Document extract —
───

# No More [Airline] Competition in Hawaii



## bobemac (Mar 18, 2014)

It was just announced that Go airlines will no longer fly inter-island.
That leaves Hawaiian with almost all of that pie.
Hawaii visitors can count on big price increases when they fly between the Islands. Flying between islands was expensive, it will now get worse.


----------



## lynne (Mar 18, 2014)

bobemac said:


> It was just announced that Go airlines will no longer fly inter-island.
> That leaves Hawaiian with almost all of that pie.
> Hawaii visitors can count on big price increases when they fly between the Islands. Flying between islands was expensive, it will now get worse.



Here is the link to the official announcement:

http://www.iflygo.com/


----------



## csalter2 (Mar 18, 2014)

*What an inconvenience!*

I am so glad that I did not go with go! airlines. They had a little cheaper price than Hawaiian Airlines but from the reviews I read, they were not dependable. I am needed flights hopping the islands during July and I would have been in bad shape if I would have had to reschedule all of the flights I have.  

I hope those who have tickets with them will be able to be accommodated with as little hassle as possible.


----------



## thheath (Mar 18, 2014)

Living in Hawaii I can tell you that there hasn't been any real competition in inter island airfares in years.  Also Go Airlines had a very small piece of the pie here.

Booking early helps, otherwise. :-(

PS: If anyone's Hawaiian Airlines miles are about to expire, consider redeeming them for $25 certificates for Food Land grocery store, for your next visit.

───

Dataset extract —

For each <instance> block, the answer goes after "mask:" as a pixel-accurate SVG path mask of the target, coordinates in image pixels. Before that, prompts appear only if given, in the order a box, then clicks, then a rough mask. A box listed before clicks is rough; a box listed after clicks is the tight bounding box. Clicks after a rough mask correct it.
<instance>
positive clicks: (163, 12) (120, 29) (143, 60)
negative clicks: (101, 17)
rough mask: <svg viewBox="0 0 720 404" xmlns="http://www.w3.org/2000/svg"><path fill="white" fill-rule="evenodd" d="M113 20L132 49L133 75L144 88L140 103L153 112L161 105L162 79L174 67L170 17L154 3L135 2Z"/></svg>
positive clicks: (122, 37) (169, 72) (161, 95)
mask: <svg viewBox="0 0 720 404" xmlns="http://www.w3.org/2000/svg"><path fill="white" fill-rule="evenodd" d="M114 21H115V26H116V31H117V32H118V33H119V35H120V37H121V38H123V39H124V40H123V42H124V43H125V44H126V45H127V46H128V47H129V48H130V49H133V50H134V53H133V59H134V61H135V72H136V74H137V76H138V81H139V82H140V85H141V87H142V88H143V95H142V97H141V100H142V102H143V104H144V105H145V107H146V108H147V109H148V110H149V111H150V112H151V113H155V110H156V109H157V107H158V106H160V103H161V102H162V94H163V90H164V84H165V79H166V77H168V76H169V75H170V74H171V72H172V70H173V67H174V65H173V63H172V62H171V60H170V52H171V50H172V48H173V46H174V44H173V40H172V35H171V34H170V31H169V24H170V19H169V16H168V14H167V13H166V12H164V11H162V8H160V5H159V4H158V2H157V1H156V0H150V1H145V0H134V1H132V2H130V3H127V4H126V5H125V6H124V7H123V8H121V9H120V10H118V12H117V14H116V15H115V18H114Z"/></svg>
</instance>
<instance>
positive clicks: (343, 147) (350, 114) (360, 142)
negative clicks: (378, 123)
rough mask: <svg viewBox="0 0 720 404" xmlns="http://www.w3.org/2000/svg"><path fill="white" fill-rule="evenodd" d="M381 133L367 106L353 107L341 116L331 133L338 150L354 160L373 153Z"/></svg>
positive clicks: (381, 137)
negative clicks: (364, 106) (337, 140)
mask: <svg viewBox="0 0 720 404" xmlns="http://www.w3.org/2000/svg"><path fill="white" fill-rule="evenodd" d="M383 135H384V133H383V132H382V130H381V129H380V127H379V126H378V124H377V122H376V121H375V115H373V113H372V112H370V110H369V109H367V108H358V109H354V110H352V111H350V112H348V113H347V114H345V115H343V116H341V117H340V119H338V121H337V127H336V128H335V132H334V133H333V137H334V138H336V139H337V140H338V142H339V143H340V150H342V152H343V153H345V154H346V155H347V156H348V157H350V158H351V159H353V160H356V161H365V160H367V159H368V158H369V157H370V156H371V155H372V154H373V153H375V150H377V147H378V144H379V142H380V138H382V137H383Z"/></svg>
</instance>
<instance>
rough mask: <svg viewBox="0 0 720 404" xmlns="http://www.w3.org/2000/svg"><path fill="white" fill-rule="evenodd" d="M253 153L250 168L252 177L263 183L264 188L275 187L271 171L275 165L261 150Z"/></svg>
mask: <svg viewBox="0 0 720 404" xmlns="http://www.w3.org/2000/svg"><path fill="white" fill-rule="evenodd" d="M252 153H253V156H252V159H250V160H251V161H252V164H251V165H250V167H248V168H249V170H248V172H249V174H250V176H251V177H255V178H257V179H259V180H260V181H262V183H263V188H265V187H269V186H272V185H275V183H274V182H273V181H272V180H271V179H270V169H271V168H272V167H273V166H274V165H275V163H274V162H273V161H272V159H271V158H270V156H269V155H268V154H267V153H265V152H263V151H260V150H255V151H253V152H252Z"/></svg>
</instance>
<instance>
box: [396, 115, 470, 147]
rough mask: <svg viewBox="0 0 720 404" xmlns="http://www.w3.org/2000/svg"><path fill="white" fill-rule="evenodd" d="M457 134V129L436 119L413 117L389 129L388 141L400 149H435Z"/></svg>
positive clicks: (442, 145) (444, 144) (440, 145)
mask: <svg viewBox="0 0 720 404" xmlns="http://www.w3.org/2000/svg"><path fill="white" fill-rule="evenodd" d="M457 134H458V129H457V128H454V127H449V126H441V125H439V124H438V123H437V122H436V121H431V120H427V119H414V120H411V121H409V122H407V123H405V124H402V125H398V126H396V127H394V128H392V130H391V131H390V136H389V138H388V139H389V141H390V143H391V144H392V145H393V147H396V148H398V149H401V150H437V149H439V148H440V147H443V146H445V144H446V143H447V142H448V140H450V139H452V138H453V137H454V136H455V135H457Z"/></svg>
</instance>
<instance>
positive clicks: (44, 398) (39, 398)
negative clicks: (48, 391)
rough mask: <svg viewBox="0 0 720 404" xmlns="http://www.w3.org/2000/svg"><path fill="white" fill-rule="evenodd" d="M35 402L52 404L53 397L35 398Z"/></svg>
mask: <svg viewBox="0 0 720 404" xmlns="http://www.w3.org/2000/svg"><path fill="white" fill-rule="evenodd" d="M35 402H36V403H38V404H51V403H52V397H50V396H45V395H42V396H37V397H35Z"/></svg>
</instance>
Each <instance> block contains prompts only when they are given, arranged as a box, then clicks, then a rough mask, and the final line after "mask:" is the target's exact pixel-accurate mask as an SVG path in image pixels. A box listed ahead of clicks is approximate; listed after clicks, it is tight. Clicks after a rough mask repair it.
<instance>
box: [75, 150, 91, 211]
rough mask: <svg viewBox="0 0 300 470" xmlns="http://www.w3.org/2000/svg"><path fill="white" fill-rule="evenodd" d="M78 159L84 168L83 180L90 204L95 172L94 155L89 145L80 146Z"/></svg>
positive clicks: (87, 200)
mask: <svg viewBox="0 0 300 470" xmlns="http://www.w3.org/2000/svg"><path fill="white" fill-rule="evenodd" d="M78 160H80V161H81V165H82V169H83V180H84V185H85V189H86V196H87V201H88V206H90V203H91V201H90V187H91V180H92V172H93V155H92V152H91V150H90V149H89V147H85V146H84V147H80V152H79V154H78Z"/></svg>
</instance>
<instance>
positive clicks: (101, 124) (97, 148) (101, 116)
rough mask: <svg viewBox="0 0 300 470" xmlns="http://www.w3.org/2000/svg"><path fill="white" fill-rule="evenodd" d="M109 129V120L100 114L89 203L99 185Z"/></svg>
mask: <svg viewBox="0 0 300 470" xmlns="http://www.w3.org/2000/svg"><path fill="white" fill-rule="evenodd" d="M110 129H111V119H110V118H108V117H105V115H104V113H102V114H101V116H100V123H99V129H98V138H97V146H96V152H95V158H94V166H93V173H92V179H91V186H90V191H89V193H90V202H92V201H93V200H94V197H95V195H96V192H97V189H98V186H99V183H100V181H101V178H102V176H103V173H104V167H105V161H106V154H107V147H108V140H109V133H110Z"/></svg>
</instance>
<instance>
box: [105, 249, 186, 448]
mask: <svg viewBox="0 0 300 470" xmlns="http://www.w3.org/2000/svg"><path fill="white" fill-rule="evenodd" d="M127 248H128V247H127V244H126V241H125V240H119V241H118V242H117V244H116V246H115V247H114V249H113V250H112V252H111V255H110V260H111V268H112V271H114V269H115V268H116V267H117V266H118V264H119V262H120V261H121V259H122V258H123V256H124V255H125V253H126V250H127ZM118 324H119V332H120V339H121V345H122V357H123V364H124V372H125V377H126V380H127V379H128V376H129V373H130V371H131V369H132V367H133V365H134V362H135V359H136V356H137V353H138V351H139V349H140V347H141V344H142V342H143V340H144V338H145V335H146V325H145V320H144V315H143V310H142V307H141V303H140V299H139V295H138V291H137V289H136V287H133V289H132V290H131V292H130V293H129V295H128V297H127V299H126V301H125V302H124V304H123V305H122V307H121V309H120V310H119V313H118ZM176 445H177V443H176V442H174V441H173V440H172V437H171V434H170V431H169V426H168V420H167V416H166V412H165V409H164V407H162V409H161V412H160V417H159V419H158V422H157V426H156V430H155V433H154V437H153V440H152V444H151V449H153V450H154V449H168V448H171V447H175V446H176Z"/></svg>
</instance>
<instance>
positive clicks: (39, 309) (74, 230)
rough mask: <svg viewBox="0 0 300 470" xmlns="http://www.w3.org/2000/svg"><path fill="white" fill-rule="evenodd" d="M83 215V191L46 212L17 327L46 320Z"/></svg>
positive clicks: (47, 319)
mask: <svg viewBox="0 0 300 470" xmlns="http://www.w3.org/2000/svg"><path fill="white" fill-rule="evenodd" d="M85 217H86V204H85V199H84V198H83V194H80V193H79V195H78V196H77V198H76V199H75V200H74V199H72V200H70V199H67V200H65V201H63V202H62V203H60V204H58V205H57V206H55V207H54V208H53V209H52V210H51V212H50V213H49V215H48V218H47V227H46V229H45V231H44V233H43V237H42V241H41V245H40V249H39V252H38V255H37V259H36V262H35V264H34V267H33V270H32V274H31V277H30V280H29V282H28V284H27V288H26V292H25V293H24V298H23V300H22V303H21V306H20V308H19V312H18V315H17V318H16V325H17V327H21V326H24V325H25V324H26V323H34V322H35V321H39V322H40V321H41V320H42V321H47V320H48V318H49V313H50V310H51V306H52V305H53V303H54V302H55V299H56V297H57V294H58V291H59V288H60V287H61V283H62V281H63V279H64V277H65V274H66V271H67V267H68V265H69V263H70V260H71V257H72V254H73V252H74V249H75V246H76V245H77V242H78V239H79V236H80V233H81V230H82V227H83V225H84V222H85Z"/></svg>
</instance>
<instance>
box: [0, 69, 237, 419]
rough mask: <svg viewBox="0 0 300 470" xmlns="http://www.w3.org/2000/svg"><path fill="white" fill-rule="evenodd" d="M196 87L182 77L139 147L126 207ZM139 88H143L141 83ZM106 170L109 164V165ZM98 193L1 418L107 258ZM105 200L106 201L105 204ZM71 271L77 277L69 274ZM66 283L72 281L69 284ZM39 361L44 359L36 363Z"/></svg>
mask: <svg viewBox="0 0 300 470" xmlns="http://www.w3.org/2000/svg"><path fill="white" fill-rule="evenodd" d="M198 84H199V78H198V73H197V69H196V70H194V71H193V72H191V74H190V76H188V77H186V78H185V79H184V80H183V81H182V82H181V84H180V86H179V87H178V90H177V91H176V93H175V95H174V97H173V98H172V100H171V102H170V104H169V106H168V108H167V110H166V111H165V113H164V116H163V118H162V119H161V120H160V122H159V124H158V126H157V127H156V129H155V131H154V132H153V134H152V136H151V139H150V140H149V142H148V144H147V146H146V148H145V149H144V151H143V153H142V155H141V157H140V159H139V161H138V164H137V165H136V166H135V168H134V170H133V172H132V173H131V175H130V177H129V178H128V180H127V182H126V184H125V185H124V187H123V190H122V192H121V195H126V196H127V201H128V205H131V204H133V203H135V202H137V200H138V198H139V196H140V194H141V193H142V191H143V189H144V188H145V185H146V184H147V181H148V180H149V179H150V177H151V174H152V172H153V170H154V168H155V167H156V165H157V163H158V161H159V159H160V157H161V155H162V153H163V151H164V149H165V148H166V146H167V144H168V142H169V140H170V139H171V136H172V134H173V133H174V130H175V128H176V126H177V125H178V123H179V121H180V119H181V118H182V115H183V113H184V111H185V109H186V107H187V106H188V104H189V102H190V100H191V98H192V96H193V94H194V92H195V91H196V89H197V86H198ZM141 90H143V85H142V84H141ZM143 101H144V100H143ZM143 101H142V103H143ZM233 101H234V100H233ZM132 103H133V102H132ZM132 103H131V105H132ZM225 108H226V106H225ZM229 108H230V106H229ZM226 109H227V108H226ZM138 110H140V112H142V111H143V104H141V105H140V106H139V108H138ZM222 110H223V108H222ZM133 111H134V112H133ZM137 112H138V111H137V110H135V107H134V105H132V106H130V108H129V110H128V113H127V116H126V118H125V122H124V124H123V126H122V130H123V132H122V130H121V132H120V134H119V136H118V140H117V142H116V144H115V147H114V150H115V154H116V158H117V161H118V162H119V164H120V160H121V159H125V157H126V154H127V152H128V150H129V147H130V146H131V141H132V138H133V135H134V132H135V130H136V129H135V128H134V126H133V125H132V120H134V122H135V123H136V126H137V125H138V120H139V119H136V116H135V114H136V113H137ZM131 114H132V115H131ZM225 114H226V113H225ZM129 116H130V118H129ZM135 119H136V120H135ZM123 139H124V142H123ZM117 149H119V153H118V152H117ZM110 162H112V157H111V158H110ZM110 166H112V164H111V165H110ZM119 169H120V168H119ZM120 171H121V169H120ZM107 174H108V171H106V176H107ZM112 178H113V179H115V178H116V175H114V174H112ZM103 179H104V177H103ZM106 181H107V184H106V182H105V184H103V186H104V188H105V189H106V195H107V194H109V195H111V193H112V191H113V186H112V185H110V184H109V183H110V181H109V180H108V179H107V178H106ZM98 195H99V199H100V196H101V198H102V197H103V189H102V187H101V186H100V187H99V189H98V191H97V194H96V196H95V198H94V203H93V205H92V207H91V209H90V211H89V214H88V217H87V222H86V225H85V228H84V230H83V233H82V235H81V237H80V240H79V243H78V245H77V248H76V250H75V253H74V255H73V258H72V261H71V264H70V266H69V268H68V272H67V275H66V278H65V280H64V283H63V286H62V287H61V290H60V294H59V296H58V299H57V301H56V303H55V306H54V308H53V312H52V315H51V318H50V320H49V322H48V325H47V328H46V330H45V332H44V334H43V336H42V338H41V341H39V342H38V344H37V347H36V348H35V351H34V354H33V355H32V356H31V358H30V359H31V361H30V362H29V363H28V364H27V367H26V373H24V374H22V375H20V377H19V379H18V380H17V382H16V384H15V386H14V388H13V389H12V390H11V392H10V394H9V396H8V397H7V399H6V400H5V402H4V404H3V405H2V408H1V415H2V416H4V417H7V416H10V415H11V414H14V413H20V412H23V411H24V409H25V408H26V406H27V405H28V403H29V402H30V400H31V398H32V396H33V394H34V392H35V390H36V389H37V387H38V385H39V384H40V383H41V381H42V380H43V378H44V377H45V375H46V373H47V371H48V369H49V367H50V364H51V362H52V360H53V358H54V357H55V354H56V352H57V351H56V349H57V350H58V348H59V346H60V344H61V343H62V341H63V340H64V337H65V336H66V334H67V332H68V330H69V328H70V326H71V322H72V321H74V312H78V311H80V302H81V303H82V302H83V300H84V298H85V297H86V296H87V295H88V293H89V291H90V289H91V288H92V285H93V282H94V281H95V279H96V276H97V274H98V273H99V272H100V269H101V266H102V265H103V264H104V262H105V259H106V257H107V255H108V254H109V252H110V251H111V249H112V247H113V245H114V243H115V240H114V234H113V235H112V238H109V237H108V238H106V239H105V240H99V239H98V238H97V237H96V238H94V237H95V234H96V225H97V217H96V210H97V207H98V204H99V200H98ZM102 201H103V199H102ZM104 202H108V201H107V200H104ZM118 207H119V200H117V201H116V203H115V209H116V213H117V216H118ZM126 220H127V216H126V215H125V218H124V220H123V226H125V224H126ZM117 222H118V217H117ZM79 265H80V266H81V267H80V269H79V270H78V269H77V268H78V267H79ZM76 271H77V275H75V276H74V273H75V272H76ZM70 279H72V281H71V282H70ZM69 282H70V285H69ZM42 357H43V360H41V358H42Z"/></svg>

───

Exercise goal — In the Hawaii airline thread above, condense the paragraph beginning "Living in Hawaii I can tell you" into one shorter sentence that keeps its main facts.

Task solution — A Hawaii resident notes that inter-island airfares have lacked real competition for years and that Go Airlines held only a very small share of the market.